§ **THE EXERCISE**:
Duplicate, character for character, the stretch of the rows below from the line containing "of the gabled" through the end of the rows.

§ **SUPPLIED RECORDS**:

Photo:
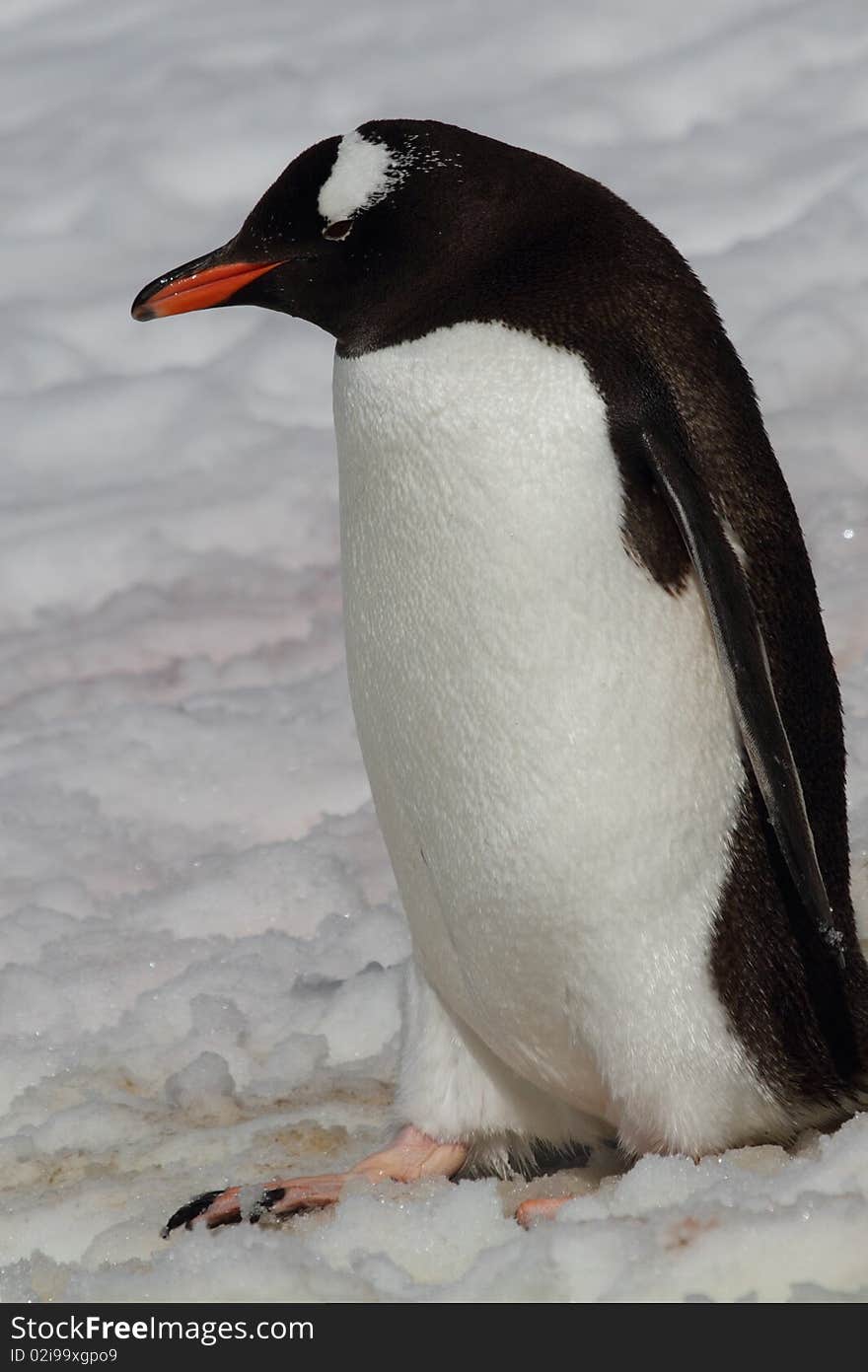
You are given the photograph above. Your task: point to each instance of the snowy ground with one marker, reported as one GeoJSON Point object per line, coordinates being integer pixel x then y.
{"type": "Point", "coordinates": [200, 939]}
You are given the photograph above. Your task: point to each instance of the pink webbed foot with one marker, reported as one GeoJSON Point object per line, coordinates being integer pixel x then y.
{"type": "Point", "coordinates": [542, 1207]}
{"type": "Point", "coordinates": [408, 1158]}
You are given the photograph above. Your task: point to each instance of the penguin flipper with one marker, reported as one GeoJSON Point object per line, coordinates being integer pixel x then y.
{"type": "Point", "coordinates": [746, 673]}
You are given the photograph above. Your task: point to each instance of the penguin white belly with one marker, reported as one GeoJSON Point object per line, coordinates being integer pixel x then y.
{"type": "Point", "coordinates": [550, 748]}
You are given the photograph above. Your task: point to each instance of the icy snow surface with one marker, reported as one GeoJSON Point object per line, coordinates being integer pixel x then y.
{"type": "Point", "coordinates": [200, 943]}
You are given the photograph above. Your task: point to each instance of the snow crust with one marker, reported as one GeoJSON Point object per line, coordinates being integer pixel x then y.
{"type": "Point", "coordinates": [200, 943]}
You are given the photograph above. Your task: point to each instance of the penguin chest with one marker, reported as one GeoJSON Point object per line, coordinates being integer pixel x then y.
{"type": "Point", "coordinates": [545, 733]}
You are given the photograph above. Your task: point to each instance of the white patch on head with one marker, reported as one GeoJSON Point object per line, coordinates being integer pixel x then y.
{"type": "Point", "coordinates": [364, 173]}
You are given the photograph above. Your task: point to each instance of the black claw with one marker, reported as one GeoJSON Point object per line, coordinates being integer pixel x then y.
{"type": "Point", "coordinates": [189, 1211]}
{"type": "Point", "coordinates": [265, 1202]}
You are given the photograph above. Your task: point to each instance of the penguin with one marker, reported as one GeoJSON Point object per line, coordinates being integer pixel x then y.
{"type": "Point", "coordinates": [587, 664]}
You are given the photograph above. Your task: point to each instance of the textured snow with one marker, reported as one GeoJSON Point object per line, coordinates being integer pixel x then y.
{"type": "Point", "coordinates": [200, 940]}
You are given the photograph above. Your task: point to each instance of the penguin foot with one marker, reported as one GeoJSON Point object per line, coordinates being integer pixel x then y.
{"type": "Point", "coordinates": [408, 1158]}
{"type": "Point", "coordinates": [542, 1207]}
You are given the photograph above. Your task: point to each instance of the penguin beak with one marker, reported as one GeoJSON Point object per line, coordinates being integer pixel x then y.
{"type": "Point", "coordinates": [197, 286]}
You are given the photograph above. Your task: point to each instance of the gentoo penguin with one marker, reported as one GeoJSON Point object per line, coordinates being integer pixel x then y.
{"type": "Point", "coordinates": [589, 671]}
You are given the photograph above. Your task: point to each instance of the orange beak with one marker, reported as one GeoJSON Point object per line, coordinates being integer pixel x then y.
{"type": "Point", "coordinates": [186, 288]}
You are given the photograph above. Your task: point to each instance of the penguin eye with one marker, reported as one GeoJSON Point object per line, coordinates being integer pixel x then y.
{"type": "Point", "coordinates": [340, 229]}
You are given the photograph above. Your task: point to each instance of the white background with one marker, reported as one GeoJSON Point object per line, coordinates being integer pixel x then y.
{"type": "Point", "coordinates": [199, 937]}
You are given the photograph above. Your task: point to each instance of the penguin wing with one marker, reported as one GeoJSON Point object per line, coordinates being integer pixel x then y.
{"type": "Point", "coordinates": [745, 669]}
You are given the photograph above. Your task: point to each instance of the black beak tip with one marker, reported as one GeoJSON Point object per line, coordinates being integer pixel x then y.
{"type": "Point", "coordinates": [140, 311]}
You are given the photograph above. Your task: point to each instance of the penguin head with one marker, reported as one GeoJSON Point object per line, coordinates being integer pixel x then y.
{"type": "Point", "coordinates": [358, 235]}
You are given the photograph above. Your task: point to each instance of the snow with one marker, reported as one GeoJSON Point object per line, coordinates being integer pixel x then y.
{"type": "Point", "coordinates": [200, 936]}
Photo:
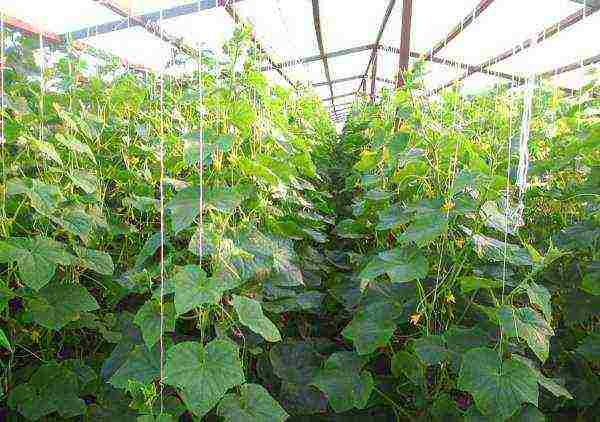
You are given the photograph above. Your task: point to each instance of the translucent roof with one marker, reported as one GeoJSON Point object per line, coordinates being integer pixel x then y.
{"type": "Point", "coordinates": [467, 33]}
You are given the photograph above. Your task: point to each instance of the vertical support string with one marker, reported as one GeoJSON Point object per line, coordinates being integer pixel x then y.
{"type": "Point", "coordinates": [162, 223]}
{"type": "Point", "coordinates": [2, 140]}
{"type": "Point", "coordinates": [201, 156]}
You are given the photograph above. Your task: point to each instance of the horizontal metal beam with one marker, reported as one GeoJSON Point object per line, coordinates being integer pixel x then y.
{"type": "Point", "coordinates": [570, 67]}
{"type": "Point", "coordinates": [452, 63]}
{"type": "Point", "coordinates": [237, 19]}
{"type": "Point", "coordinates": [309, 59]}
{"type": "Point", "coordinates": [539, 38]}
{"type": "Point", "coordinates": [338, 96]}
{"type": "Point", "coordinates": [145, 19]}
{"type": "Point", "coordinates": [335, 81]}
{"type": "Point", "coordinates": [51, 38]}
{"type": "Point", "coordinates": [386, 18]}
{"type": "Point", "coordinates": [152, 27]}
{"type": "Point", "coordinates": [29, 29]}
{"type": "Point", "coordinates": [319, 35]}
{"type": "Point", "coordinates": [458, 29]}
{"type": "Point", "coordinates": [351, 103]}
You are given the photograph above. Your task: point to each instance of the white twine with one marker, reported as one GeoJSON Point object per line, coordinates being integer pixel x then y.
{"type": "Point", "coordinates": [162, 226]}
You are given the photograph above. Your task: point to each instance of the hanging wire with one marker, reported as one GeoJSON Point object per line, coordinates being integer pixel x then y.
{"type": "Point", "coordinates": [506, 207]}
{"type": "Point", "coordinates": [2, 140]}
{"type": "Point", "coordinates": [451, 174]}
{"type": "Point", "coordinates": [201, 153]}
{"type": "Point", "coordinates": [162, 221]}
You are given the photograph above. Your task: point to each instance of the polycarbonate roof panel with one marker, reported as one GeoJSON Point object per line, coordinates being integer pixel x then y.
{"type": "Point", "coordinates": [209, 28]}
{"type": "Point", "coordinates": [284, 28]}
{"type": "Point", "coordinates": [505, 24]}
{"type": "Point", "coordinates": [322, 91]}
{"type": "Point", "coordinates": [136, 45]}
{"type": "Point", "coordinates": [58, 16]}
{"type": "Point", "coordinates": [139, 7]}
{"type": "Point", "coordinates": [480, 82]}
{"type": "Point", "coordinates": [349, 65]}
{"type": "Point", "coordinates": [346, 24]}
{"type": "Point", "coordinates": [345, 87]}
{"type": "Point", "coordinates": [574, 44]}
{"type": "Point", "coordinates": [576, 79]}
{"type": "Point", "coordinates": [432, 20]}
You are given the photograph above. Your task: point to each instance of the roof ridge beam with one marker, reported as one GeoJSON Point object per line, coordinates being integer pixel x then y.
{"type": "Point", "coordinates": [237, 19]}
{"type": "Point", "coordinates": [459, 28]}
{"type": "Point", "coordinates": [153, 27]}
{"type": "Point", "coordinates": [335, 81]}
{"type": "Point", "coordinates": [404, 42]}
{"type": "Point", "coordinates": [117, 25]}
{"type": "Point", "coordinates": [386, 18]}
{"type": "Point", "coordinates": [319, 34]}
{"type": "Point", "coordinates": [309, 59]}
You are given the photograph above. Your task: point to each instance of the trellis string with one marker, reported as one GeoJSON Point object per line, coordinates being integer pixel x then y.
{"type": "Point", "coordinates": [162, 223]}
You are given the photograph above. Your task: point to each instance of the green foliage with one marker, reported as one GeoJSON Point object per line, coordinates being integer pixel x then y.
{"type": "Point", "coordinates": [389, 272]}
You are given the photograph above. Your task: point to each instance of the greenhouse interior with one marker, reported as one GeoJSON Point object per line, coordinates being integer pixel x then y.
{"type": "Point", "coordinates": [300, 210]}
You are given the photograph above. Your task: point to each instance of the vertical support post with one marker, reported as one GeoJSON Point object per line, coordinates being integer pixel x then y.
{"type": "Point", "coordinates": [374, 77]}
{"type": "Point", "coordinates": [404, 41]}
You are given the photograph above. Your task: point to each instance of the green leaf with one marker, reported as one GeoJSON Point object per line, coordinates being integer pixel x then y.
{"type": "Point", "coordinates": [527, 324]}
{"type": "Point", "coordinates": [52, 388]}
{"type": "Point", "coordinates": [431, 349]}
{"type": "Point", "coordinates": [148, 318]}
{"type": "Point", "coordinates": [85, 180]}
{"type": "Point", "coordinates": [393, 217]}
{"type": "Point", "coordinates": [98, 261]}
{"type": "Point", "coordinates": [498, 251]}
{"type": "Point", "coordinates": [471, 283]}
{"type": "Point", "coordinates": [47, 150]}
{"type": "Point", "coordinates": [4, 340]}
{"type": "Point", "coordinates": [56, 305]}
{"type": "Point", "coordinates": [204, 374]}
{"type": "Point", "coordinates": [252, 404]}
{"type": "Point", "coordinates": [590, 347]}
{"type": "Point", "coordinates": [377, 195]}
{"type": "Point", "coordinates": [425, 229]}
{"type": "Point", "coordinates": [540, 296]}
{"type": "Point", "coordinates": [368, 161]}
{"type": "Point", "coordinates": [591, 280]}
{"type": "Point", "coordinates": [193, 288]}
{"type": "Point", "coordinates": [44, 198]}
{"type": "Point", "coordinates": [460, 340]}
{"type": "Point", "coordinates": [404, 264]}
{"type": "Point", "coordinates": [184, 209]}
{"type": "Point", "coordinates": [349, 229]}
{"type": "Point", "coordinates": [251, 315]}
{"type": "Point", "coordinates": [223, 199]}
{"type": "Point", "coordinates": [372, 327]}
{"type": "Point", "coordinates": [295, 361]}
{"type": "Point", "coordinates": [404, 363]}
{"type": "Point", "coordinates": [498, 387]}
{"type": "Point", "coordinates": [76, 221]}
{"type": "Point", "coordinates": [343, 382]}
{"type": "Point", "coordinates": [36, 258]}
{"type": "Point", "coordinates": [76, 146]}
{"type": "Point", "coordinates": [150, 247]}
{"type": "Point", "coordinates": [554, 386]}
{"type": "Point", "coordinates": [141, 365]}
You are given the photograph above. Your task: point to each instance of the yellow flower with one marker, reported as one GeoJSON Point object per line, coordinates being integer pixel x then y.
{"type": "Point", "coordinates": [415, 318]}
{"type": "Point", "coordinates": [448, 205]}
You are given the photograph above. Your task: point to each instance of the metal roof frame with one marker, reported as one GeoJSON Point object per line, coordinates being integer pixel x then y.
{"type": "Point", "coordinates": [542, 36]}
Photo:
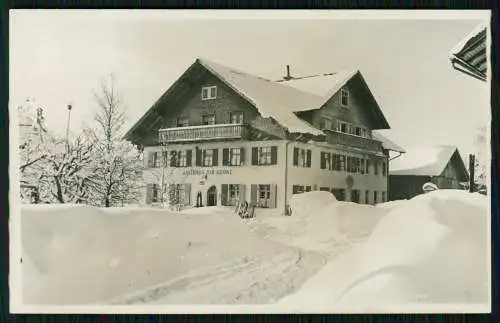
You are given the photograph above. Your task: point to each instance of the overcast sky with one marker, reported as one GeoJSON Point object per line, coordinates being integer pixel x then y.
{"type": "Point", "coordinates": [57, 57]}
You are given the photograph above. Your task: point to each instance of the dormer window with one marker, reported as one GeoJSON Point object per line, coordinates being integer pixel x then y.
{"type": "Point", "coordinates": [344, 98]}
{"type": "Point", "coordinates": [208, 92]}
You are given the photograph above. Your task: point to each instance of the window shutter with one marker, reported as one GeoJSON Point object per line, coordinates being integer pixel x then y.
{"type": "Point", "coordinates": [253, 194]}
{"type": "Point", "coordinates": [242, 156]}
{"type": "Point", "coordinates": [215, 158]}
{"type": "Point", "coordinates": [273, 196]}
{"type": "Point", "coordinates": [149, 160]}
{"type": "Point", "coordinates": [187, 194]}
{"type": "Point", "coordinates": [149, 193]}
{"type": "Point", "coordinates": [224, 190]}
{"type": "Point", "coordinates": [274, 155]}
{"type": "Point", "coordinates": [225, 157]}
{"type": "Point", "coordinates": [243, 195]}
{"type": "Point", "coordinates": [189, 157]}
{"type": "Point", "coordinates": [255, 156]}
{"type": "Point", "coordinates": [198, 157]}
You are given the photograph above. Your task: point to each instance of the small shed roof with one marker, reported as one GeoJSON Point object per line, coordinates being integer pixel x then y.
{"type": "Point", "coordinates": [423, 161]}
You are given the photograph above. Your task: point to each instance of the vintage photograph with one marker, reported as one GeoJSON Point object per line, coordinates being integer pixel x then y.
{"type": "Point", "coordinates": [239, 161]}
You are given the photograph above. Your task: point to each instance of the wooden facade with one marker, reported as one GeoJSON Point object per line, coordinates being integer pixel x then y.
{"type": "Point", "coordinates": [229, 151]}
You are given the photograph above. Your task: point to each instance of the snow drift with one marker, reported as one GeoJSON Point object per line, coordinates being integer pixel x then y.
{"type": "Point", "coordinates": [85, 255]}
{"type": "Point", "coordinates": [320, 223]}
{"type": "Point", "coordinates": [432, 249]}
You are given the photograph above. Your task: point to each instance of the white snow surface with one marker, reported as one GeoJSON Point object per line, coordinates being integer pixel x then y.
{"type": "Point", "coordinates": [432, 249]}
{"type": "Point", "coordinates": [428, 250]}
{"type": "Point", "coordinates": [272, 99]}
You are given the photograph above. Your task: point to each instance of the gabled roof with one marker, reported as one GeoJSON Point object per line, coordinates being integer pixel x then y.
{"type": "Point", "coordinates": [425, 161]}
{"type": "Point", "coordinates": [271, 99]}
{"type": "Point", "coordinates": [469, 55]}
{"type": "Point", "coordinates": [387, 143]}
{"type": "Point", "coordinates": [277, 100]}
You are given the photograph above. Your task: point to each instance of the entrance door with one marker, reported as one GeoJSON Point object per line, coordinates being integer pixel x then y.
{"type": "Point", "coordinates": [212, 196]}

§ **RESULT FOR THIS TASK**:
You are given the photograph above. Your task: point to each instance of the gabled roof with one marker, reported as one GeoJSON Point object per line, coordinates being integer pixel x then y.
{"type": "Point", "coordinates": [425, 161]}
{"type": "Point", "coordinates": [271, 99]}
{"type": "Point", "coordinates": [469, 55]}
{"type": "Point", "coordinates": [387, 143]}
{"type": "Point", "coordinates": [277, 100]}
You are given the photograph above. Your task: point to each instance of the entrance door with one marker, reported as one GeoJSON Point object per line, coordinates being integer pixel x then y.
{"type": "Point", "coordinates": [212, 196]}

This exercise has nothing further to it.